- _Görevin amacı_
Malzemenin başından başlayıp "[254, 193, 297, 248]" bulunan satırda biten kısmı, "black jacket" ifadesini "dark coat" ile değiştirerek yeniden yaz ve geri kalan her şeyi olduğu gibi bırak. Resimleri cevaba koyma.

- _Görev malzemesi_
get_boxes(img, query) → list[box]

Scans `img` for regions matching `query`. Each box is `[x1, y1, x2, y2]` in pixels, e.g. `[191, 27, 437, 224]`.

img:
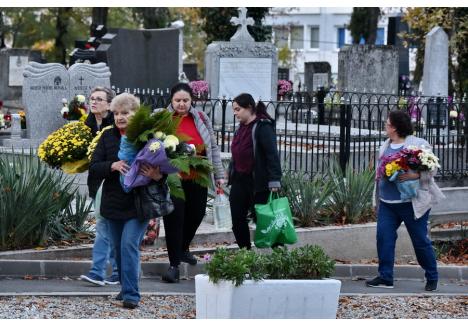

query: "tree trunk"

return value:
[0, 10, 6, 49]
[55, 7, 72, 65]
[365, 7, 380, 44]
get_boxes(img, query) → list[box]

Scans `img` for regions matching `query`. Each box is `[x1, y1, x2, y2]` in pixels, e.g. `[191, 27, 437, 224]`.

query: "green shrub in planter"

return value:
[205, 245, 335, 286]
[0, 151, 91, 250]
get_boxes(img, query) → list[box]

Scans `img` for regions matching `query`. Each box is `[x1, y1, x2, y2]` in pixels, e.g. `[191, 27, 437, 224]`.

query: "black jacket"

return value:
[85, 111, 114, 137]
[89, 127, 137, 220]
[229, 119, 282, 192]
[85, 112, 114, 199]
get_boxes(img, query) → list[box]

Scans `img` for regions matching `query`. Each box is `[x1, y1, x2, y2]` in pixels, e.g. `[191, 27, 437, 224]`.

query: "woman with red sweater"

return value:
[162, 83, 224, 283]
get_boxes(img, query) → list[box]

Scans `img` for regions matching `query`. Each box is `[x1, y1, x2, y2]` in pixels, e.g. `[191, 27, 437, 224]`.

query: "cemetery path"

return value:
[0, 277, 468, 296]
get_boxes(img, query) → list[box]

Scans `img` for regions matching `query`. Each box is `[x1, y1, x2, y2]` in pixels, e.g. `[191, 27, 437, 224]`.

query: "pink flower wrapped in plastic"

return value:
[124, 138, 179, 188]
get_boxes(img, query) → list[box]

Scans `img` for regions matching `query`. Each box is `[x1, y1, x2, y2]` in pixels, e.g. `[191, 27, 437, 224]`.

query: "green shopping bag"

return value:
[254, 193, 297, 248]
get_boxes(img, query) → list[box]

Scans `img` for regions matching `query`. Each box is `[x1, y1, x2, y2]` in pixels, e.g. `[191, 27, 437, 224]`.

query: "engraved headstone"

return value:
[422, 27, 449, 96]
[3, 62, 110, 148]
[0, 48, 41, 109]
[338, 45, 398, 94]
[205, 8, 278, 104]
[304, 61, 331, 92]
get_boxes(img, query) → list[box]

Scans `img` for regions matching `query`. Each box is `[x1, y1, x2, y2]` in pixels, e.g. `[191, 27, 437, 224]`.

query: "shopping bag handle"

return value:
[268, 191, 279, 203]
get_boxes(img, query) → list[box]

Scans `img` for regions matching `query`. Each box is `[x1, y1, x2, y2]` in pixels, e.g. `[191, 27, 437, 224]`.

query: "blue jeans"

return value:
[377, 201, 438, 281]
[89, 218, 119, 281]
[108, 218, 149, 303]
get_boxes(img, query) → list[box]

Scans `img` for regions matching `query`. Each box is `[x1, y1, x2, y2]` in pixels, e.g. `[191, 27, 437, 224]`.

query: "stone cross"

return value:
[230, 7, 255, 42]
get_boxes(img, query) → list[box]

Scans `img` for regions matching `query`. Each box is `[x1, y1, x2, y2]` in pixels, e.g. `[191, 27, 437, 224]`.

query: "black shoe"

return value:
[424, 280, 437, 291]
[162, 266, 179, 283]
[180, 250, 198, 265]
[123, 301, 138, 309]
[366, 276, 393, 289]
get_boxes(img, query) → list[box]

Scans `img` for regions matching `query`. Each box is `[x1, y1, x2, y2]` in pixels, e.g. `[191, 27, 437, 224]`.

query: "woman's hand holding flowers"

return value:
[140, 164, 163, 181]
[111, 160, 130, 175]
[398, 171, 419, 182]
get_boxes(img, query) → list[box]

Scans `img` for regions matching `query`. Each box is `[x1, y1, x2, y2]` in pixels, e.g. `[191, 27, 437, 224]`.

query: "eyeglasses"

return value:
[89, 97, 105, 103]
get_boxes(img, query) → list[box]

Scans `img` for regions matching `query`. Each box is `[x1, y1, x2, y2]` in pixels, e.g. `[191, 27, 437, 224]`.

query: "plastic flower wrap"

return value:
[38, 121, 93, 174]
[60, 95, 88, 121]
[189, 80, 209, 97]
[278, 79, 292, 96]
[119, 106, 212, 197]
[377, 146, 440, 200]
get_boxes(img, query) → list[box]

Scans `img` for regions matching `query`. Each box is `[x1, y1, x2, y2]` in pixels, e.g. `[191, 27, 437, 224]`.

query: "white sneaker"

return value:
[80, 275, 106, 286]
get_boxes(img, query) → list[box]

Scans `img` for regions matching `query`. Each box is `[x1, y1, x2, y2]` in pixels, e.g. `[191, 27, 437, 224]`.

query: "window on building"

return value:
[291, 26, 304, 49]
[310, 26, 320, 49]
[375, 27, 385, 45]
[273, 26, 289, 49]
[337, 27, 345, 49]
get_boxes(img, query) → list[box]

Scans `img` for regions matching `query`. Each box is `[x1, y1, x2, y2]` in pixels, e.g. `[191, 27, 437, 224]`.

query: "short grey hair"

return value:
[89, 86, 115, 103]
[110, 93, 140, 112]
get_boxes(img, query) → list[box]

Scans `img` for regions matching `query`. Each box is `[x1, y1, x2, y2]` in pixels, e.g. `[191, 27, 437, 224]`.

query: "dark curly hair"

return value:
[388, 110, 413, 138]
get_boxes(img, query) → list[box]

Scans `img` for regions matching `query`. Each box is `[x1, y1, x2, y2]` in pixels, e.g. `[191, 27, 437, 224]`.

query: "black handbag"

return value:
[133, 180, 174, 220]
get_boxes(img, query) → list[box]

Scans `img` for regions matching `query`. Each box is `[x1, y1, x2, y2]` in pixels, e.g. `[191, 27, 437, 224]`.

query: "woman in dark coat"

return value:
[89, 93, 163, 308]
[229, 93, 281, 249]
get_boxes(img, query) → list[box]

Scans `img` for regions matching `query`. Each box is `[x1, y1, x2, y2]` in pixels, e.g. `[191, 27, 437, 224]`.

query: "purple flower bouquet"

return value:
[124, 138, 179, 188]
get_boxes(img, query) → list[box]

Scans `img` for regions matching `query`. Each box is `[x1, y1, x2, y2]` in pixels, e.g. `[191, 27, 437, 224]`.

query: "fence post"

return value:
[317, 86, 326, 125]
[340, 97, 352, 173]
[221, 96, 227, 152]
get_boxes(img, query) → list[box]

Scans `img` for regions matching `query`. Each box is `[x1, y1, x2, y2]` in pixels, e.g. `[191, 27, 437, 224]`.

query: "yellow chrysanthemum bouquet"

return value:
[38, 121, 93, 174]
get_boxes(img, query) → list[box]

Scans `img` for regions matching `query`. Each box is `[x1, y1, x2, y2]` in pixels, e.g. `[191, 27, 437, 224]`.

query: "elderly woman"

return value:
[163, 83, 224, 283]
[366, 110, 444, 291]
[80, 86, 119, 286]
[89, 93, 163, 309]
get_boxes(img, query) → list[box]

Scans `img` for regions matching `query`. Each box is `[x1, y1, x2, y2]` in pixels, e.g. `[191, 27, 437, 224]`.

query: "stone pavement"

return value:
[0, 277, 468, 296]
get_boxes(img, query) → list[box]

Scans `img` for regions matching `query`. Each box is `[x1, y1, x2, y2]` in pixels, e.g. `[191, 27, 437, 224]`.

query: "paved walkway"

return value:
[0, 278, 468, 296]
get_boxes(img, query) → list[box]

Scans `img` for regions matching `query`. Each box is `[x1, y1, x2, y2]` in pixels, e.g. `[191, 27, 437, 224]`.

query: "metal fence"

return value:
[122, 92, 468, 178]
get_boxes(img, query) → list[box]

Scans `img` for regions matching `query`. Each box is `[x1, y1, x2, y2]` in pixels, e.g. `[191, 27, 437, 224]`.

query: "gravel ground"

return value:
[0, 295, 468, 319]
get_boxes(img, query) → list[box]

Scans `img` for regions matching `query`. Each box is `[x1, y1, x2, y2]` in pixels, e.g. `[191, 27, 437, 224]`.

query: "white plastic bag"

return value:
[213, 188, 232, 230]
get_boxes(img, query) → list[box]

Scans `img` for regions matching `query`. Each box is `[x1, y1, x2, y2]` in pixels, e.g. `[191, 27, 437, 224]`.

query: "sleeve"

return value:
[89, 130, 114, 179]
[257, 123, 281, 188]
[199, 111, 224, 180]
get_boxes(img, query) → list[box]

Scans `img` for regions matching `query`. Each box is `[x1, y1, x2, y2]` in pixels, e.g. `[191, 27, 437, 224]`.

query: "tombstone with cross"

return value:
[205, 8, 278, 111]
[230, 8, 255, 42]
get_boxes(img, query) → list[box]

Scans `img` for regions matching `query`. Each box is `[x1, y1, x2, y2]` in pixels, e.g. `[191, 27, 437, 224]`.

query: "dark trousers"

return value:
[377, 202, 438, 281]
[163, 180, 208, 266]
[229, 173, 270, 249]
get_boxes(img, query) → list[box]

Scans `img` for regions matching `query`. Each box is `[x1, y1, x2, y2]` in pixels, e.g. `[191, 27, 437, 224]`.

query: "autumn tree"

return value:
[400, 7, 468, 94]
[348, 7, 380, 44]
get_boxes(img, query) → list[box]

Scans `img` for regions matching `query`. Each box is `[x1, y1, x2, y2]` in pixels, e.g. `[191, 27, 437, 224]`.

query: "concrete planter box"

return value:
[195, 274, 341, 319]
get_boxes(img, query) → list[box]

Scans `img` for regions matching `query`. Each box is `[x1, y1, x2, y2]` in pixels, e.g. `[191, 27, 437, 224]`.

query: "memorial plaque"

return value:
[8, 56, 29, 86]
[219, 58, 272, 100]
[312, 73, 330, 91]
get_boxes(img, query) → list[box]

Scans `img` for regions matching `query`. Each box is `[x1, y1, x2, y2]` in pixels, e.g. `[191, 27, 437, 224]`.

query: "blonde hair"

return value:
[110, 93, 140, 112]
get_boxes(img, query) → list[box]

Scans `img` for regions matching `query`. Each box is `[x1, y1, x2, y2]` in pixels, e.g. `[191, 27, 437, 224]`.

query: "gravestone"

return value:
[304, 61, 331, 92]
[338, 45, 398, 94]
[96, 28, 183, 90]
[422, 26, 449, 96]
[3, 62, 110, 148]
[0, 49, 41, 109]
[205, 8, 278, 102]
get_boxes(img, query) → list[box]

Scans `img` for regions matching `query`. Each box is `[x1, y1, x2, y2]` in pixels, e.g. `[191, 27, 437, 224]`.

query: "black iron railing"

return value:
[115, 92, 468, 178]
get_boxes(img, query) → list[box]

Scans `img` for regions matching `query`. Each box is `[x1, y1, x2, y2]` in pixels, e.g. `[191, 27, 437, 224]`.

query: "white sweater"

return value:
[374, 136, 445, 219]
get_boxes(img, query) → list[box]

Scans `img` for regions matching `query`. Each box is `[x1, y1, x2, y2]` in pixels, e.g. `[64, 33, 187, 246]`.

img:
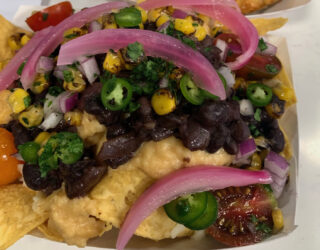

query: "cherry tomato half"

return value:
[26, 1, 73, 31]
[206, 185, 277, 246]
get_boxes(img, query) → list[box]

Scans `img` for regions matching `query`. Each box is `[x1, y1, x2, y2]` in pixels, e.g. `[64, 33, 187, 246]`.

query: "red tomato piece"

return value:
[26, 1, 73, 31]
[207, 185, 277, 246]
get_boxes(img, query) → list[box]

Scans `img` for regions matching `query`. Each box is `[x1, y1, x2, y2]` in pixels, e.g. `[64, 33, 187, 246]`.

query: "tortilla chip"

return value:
[250, 17, 288, 36]
[0, 15, 31, 61]
[0, 184, 48, 249]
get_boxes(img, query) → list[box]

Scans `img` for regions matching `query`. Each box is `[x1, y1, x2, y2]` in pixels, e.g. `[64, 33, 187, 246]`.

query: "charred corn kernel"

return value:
[19, 105, 44, 128]
[251, 153, 262, 170]
[148, 8, 162, 22]
[64, 111, 82, 126]
[174, 16, 196, 35]
[272, 208, 283, 232]
[103, 51, 123, 74]
[104, 14, 118, 29]
[63, 27, 87, 42]
[34, 132, 51, 146]
[169, 68, 185, 82]
[151, 89, 176, 115]
[273, 85, 296, 104]
[156, 14, 170, 27]
[20, 35, 30, 46]
[136, 6, 148, 23]
[194, 26, 207, 41]
[63, 81, 86, 92]
[8, 35, 21, 51]
[9, 88, 31, 114]
[198, 14, 210, 24]
[31, 74, 49, 94]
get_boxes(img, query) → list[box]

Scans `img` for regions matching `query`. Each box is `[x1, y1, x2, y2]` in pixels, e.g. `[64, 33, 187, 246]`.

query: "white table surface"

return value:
[4, 0, 320, 250]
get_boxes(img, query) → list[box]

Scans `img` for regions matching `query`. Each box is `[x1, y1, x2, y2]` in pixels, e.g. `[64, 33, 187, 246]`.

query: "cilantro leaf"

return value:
[127, 42, 144, 62]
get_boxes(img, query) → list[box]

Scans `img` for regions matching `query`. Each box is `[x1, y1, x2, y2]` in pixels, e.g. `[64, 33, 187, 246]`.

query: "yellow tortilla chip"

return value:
[250, 17, 288, 36]
[0, 184, 48, 249]
[0, 15, 31, 62]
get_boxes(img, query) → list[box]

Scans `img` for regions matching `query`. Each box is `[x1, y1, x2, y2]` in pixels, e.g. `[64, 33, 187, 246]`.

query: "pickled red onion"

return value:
[58, 29, 226, 100]
[117, 166, 272, 250]
[21, 2, 131, 89]
[0, 27, 52, 90]
[140, 0, 259, 70]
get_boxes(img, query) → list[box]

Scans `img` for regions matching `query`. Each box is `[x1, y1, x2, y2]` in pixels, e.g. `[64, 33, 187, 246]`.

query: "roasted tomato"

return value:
[206, 185, 277, 246]
[26, 1, 73, 31]
[235, 53, 282, 80]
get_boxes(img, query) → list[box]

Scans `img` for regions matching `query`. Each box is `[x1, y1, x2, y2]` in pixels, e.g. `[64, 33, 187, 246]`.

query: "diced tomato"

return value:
[207, 185, 277, 246]
[26, 1, 73, 31]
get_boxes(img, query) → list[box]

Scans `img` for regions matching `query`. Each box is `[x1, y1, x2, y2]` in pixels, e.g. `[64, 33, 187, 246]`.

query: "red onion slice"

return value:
[117, 166, 272, 250]
[57, 91, 79, 113]
[0, 27, 52, 90]
[264, 151, 289, 178]
[80, 57, 100, 83]
[140, 0, 259, 70]
[58, 29, 226, 100]
[21, 1, 131, 89]
[37, 56, 54, 74]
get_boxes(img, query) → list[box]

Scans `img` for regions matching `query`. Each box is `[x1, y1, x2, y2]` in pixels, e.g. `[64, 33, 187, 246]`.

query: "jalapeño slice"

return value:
[247, 83, 272, 107]
[180, 75, 204, 105]
[101, 78, 132, 111]
[164, 192, 208, 224]
[185, 192, 218, 230]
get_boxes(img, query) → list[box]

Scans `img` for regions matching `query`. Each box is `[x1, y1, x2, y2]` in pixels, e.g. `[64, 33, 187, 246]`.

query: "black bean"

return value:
[197, 101, 229, 127]
[230, 120, 250, 143]
[207, 125, 230, 154]
[223, 136, 238, 155]
[265, 128, 285, 153]
[107, 123, 128, 139]
[151, 127, 174, 141]
[179, 119, 210, 151]
[97, 132, 141, 162]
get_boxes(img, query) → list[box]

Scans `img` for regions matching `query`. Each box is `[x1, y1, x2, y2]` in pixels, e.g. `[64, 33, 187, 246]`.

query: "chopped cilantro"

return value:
[39, 132, 84, 177]
[127, 42, 144, 62]
[48, 86, 63, 96]
[253, 108, 261, 122]
[17, 62, 26, 76]
[63, 70, 74, 82]
[265, 64, 279, 73]
[258, 38, 268, 51]
[42, 12, 49, 21]
[23, 95, 31, 108]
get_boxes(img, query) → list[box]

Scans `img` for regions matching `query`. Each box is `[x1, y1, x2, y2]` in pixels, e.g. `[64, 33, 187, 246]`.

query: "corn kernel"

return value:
[148, 8, 162, 22]
[103, 51, 123, 74]
[136, 6, 148, 23]
[9, 88, 31, 114]
[156, 14, 170, 27]
[20, 35, 30, 46]
[272, 208, 284, 232]
[104, 14, 118, 29]
[194, 26, 207, 41]
[151, 89, 176, 115]
[19, 105, 44, 128]
[31, 74, 49, 95]
[64, 111, 82, 126]
[174, 16, 196, 35]
[34, 132, 51, 146]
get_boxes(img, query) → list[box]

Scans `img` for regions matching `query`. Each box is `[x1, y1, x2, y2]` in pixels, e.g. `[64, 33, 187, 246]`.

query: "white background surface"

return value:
[4, 0, 320, 250]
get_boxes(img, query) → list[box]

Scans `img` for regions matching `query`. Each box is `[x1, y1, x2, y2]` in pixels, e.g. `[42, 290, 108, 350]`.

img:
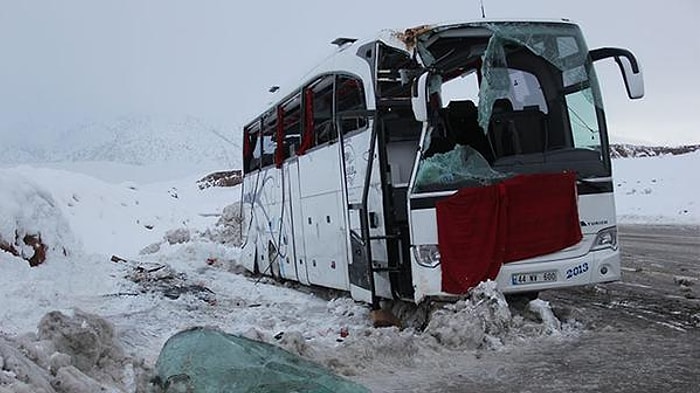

- _Yanıt_
get_boxes(img, query) → list[box]

Scans `img` for regions matching `query`. Each box is `[x1, y1, x2, y2]` in pixels, e.g. `[191, 27, 437, 224]`.

img:

query: "tree trunk"

return value:
[0, 10, 6, 49]
[55, 7, 72, 65]
[365, 7, 380, 44]
get_boxes(img, query) → list[box]

Scans `img` for regions matching `query`. Each box is `[x1, y1, x2, y2]` in pixels, e.g. `[191, 27, 437, 224]`.

query: "green shrub in planter"

return value:
[205, 245, 335, 286]
[0, 151, 91, 250]
get_boxes(img, query) → list[box]

Scans `img` for regions matching `query`. Each box is `[x1, y1, x2, y2]` in pixels, e.g. `[191, 27, 437, 224]`.

query: "dark coat"

return value:
[85, 111, 114, 137]
[89, 127, 137, 220]
[229, 119, 282, 192]
[85, 112, 114, 199]
get_boxes(img, query) → list[box]

Scans `img` for regions matching `query`. Each box is `[x1, y1, x2, y2]` in pixels, e.g. `[191, 27, 437, 224]`.

query: "woman with red sweater"

return value:
[162, 83, 224, 283]
get_boxes(img, query) → list[box]

Scans `img` for regions matching `query`. Each box is `[x1, y1, x2, y2]` in pixels, e.g. `[191, 27, 437, 224]`.

query: "cemetery path"

return value:
[0, 277, 468, 296]
get_boxes(img, query) → list[box]

Scans `img` for regions matching `query`. Each box is `[x1, y1, x2, y2]` in pixels, e.g. `[191, 27, 437, 224]`.

query: "pink flower wrapped in plastic"

return value:
[124, 138, 179, 188]
get_boxes(img, query) → list[box]

Scans `img` for regions matching `query`. Each box is `[x1, y1, x2, y2]` in pixels, e.g. `[191, 27, 437, 224]`.

query: "green shopping bag"

return value:
[254, 193, 297, 248]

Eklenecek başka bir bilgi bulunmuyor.